* _GIVEN REQUEST_
Can you repeat the stretch from the line containing "One dot marks each instance of the man." through the line containing "[(168, 126)]", switching "black" to "white" and keeping everything else the same?

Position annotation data
══════════════════════════════

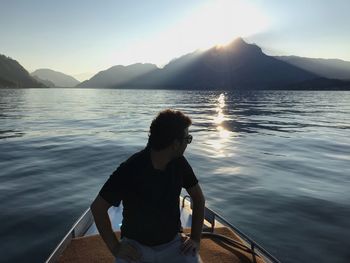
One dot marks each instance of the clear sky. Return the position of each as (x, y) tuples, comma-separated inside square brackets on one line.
[(80, 38)]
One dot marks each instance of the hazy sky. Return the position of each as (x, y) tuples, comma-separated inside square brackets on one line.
[(84, 37)]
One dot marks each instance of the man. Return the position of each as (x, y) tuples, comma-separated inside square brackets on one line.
[(149, 183)]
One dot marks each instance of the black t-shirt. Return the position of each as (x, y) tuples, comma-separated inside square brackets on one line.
[(151, 213)]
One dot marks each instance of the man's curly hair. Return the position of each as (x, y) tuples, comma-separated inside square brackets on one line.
[(168, 126)]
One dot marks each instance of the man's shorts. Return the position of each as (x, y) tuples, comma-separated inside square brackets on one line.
[(166, 253)]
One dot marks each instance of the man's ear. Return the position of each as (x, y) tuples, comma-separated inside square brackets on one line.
[(176, 144)]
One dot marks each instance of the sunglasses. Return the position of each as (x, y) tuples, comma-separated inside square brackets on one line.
[(188, 139)]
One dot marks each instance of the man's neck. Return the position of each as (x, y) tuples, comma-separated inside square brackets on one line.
[(160, 159)]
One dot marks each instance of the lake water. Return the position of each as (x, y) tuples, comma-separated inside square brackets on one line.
[(274, 163)]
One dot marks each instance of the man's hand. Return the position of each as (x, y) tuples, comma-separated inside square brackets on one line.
[(128, 252), (189, 246)]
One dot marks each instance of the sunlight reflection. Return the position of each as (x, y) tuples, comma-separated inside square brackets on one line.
[(221, 138)]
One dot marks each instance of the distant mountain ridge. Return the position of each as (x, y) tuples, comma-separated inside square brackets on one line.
[(236, 66), (59, 79), (13, 75), (329, 68), (117, 75)]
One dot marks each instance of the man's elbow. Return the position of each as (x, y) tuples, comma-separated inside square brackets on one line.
[(99, 206), (198, 200)]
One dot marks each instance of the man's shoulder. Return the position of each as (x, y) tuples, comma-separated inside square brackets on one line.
[(181, 162), (136, 159)]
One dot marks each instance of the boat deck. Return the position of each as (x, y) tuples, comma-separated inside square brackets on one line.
[(220, 242), (92, 249)]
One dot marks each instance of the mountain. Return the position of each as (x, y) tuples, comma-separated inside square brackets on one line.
[(48, 76), (13, 75), (117, 75), (236, 66), (329, 68)]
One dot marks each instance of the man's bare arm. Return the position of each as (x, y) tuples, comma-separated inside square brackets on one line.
[(198, 212), (99, 209)]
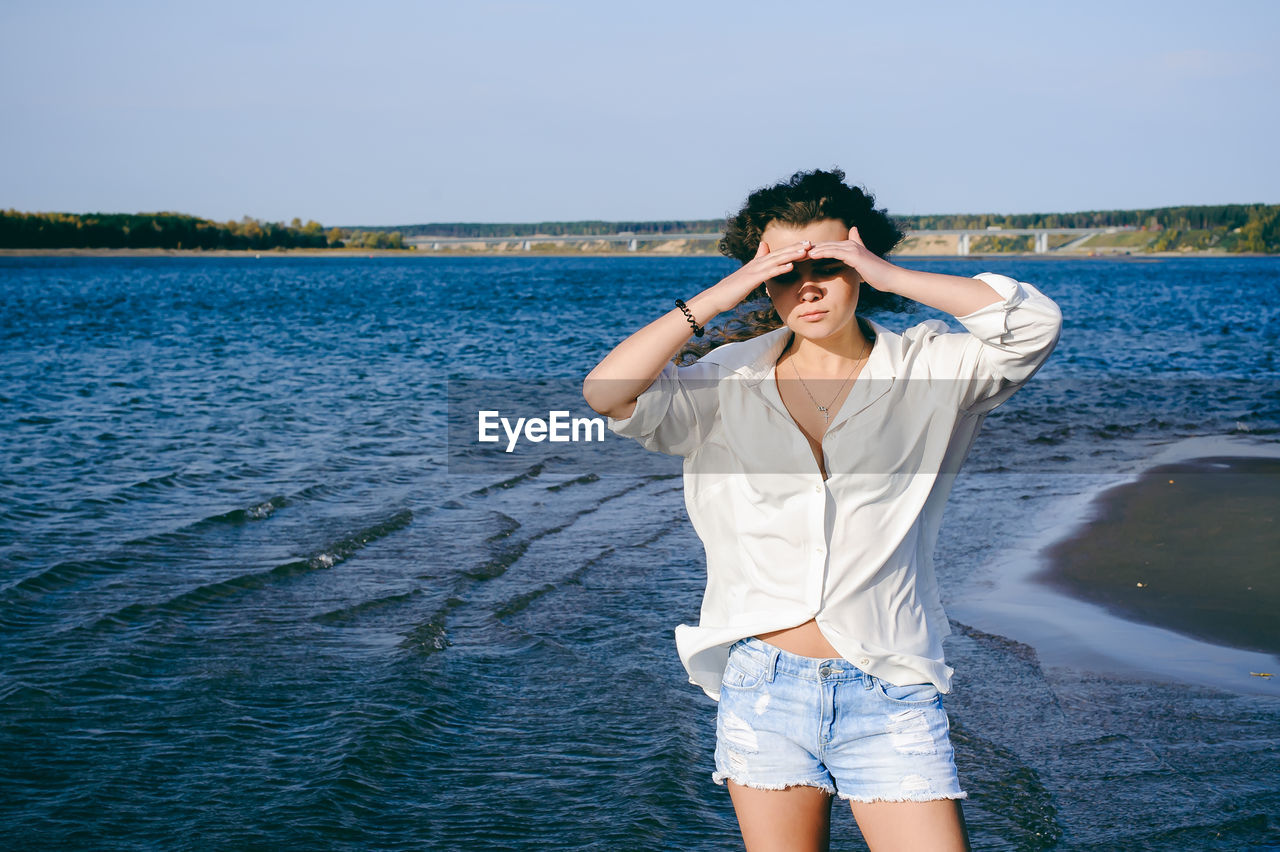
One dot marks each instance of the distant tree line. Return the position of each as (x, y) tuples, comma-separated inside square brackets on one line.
[(1239, 228), (158, 230), (553, 228)]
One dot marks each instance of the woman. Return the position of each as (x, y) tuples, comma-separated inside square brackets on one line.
[(818, 457)]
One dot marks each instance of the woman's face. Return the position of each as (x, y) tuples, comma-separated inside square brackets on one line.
[(823, 285)]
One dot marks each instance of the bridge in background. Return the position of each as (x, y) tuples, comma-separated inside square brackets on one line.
[(632, 241)]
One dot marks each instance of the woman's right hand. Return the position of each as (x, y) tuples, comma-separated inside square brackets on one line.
[(730, 292)]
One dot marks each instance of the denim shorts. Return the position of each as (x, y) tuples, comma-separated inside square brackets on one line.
[(789, 720)]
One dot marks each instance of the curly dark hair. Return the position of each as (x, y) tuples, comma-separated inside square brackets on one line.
[(805, 197)]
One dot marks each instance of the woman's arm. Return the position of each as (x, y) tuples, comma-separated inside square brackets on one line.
[(1011, 328), (955, 294), (613, 385)]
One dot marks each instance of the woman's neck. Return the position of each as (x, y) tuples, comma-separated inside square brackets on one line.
[(830, 357)]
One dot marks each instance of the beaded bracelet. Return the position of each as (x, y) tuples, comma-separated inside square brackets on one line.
[(698, 329)]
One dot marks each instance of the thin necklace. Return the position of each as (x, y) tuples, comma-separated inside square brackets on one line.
[(826, 410)]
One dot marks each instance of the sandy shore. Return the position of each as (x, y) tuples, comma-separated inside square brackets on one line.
[(383, 252), (1189, 545)]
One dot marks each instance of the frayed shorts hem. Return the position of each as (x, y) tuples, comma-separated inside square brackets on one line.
[(721, 777), (923, 797)]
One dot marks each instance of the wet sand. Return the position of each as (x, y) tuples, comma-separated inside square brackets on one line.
[(1189, 546)]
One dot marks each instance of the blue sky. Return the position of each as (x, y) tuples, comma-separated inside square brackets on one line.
[(396, 113)]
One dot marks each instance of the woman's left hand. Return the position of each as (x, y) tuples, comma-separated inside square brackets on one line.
[(873, 269)]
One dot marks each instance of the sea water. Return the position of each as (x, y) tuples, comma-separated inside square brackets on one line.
[(255, 592)]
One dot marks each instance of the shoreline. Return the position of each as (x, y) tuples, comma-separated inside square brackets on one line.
[(384, 252), (1189, 621)]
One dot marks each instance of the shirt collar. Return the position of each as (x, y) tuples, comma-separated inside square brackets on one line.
[(754, 358)]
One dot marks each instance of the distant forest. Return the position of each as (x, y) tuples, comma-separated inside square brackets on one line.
[(1248, 228), (1239, 228), (176, 230)]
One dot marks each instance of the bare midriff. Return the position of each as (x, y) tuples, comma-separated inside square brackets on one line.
[(805, 640)]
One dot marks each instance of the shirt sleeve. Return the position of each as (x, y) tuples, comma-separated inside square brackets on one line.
[(676, 412), (1006, 343)]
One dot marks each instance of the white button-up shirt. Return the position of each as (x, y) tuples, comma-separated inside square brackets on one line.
[(854, 552)]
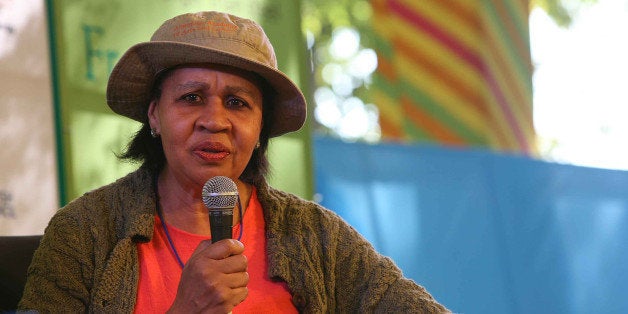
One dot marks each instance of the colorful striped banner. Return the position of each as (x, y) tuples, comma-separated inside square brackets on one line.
[(455, 72)]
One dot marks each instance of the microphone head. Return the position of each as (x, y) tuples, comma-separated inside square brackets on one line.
[(220, 193)]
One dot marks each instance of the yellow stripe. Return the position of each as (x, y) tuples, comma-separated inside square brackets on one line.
[(442, 94), (388, 106), (440, 54), (454, 25), (521, 109)]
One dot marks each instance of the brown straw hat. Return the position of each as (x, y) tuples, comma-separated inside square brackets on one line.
[(203, 37)]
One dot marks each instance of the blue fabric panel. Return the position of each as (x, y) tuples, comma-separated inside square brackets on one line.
[(484, 232)]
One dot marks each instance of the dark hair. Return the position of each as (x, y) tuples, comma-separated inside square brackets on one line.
[(148, 150)]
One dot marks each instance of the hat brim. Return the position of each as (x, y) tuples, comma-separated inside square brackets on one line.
[(132, 79)]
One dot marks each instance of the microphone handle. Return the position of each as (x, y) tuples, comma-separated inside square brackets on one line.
[(220, 222)]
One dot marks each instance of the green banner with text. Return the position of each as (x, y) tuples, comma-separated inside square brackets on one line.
[(87, 39)]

══════════════════════════════

* _EXERCISE SOLUTION_
One dot marks each instance of the man. Return the position of each as (x, y) tuples, comma-separated inside square brackets on one line.
[(149, 183)]
One dot marks each instance of the white t-shirt. Return the position of each as (x, y) tuples, comma-separated inside square brackets on one line.
[(151, 213)]
One dot marks each instance of the man's curly hair. Return the position of each as (x, y) tuples, comma-separated inside square brackets on one line.
[(168, 126)]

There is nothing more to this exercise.